Please write out every line of the material, leaving out any picture.

**Exercise data:**
>>>>>
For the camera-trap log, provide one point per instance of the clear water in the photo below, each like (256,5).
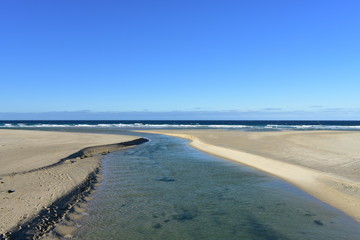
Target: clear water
(165,189)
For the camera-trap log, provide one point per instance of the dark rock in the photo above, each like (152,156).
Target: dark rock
(166,179)
(157,225)
(318,222)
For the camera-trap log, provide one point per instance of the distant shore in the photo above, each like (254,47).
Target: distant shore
(42,171)
(325,164)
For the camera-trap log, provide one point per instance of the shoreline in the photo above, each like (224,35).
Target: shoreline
(33,201)
(337,191)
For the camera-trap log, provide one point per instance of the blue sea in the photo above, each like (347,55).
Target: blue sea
(201,124)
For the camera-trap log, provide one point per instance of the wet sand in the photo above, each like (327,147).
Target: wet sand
(40,168)
(325,164)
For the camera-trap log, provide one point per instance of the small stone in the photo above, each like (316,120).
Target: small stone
(318,222)
(157,225)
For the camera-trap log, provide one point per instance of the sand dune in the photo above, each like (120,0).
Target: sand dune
(25,192)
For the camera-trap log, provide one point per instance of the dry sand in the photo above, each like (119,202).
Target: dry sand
(28,186)
(325,164)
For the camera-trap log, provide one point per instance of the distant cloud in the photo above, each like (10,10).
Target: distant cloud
(263,114)
(271,109)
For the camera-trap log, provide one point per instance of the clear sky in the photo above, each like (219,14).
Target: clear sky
(276,59)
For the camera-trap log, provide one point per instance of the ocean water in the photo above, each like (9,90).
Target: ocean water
(165,189)
(234,125)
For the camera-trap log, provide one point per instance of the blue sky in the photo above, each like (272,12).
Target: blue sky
(275,59)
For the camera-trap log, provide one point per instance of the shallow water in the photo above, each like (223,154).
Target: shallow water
(165,189)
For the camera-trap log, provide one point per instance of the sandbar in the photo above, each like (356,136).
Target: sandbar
(325,164)
(39,168)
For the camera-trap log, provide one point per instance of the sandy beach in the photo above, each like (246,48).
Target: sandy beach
(325,164)
(39,168)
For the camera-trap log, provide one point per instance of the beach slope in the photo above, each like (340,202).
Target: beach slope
(39,168)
<<<<<
**Answer space:**
For the camera-trap log, provide one point per instance of the clear water in the photo below, each like (256,5).
Target: clear water
(165,189)
For the camera-trap log, provide one point per instance of the dark rock in the photo above, each like (152,156).
Target: dark rock
(166,179)
(157,225)
(318,222)
For the camera-trap log, provide one point per instance of the distant shore in the photo above, each like (254,47).
Target: distant shore
(42,171)
(325,164)
For the camera-trap log, provide one point per instance of the shoreline in the photo above, each like (224,35).
Target: shoreline
(33,201)
(337,191)
For the camera-trap log, provide one point per instance of the blue sea in the photo above, each like (347,55).
Target: blue sea
(201,124)
For the camera-trap log, provide one point per instance of the wet sand in the photo above, each like (327,147).
Target: wet sand
(40,168)
(325,164)
For the camera-trap log, provide one point per instance of the small stone in the photo above, each like (316,120).
Target: small stone
(318,222)
(157,225)
For the camera-trap log, provide one point per instance of the sand dune in the photo above, each like (120,0).
Target: sand dune
(25,192)
For the camera-trap log, provide one point per instance of the dry sand in the photo above, each like (119,202).
Target: dry sand
(28,186)
(325,164)
For the camera-trap log, provide one point per instance of the distant cloud in the photo above, each like (10,10).
Target: distant cloud
(263,114)
(271,109)
For the camera-trap log, provide one point per instance of the clear sky in the photo above, each like (219,14).
Target: clear sky
(276,59)
For the camera-trap log, provide one point per instance of the ocean water in the photo above, each like (9,90).
Target: ocean water
(165,189)
(234,125)
For the camera-trap log, provide one point per instance of the blue sky in the photo above, each like (272,12).
Target: blue sky
(275,59)
For the camera-trap log, provide one point per instance of the shallow water in the photo above, each like (223,154).
Target: shallow water
(165,189)
For the camera-trap log, provide one point per instance of the sandbar in the photo above, each like (356,136).
Target: sandbar
(325,164)
(39,168)
For the camera-trap log, provide one point per instance of the sandy beach in the photo above, each like (246,48).
Target: sandy beach
(325,164)
(39,168)
For the camera-trap log, provide one point per instance of the beach slope in the photo above, each like (340,202).
Target: beach slope
(39,168)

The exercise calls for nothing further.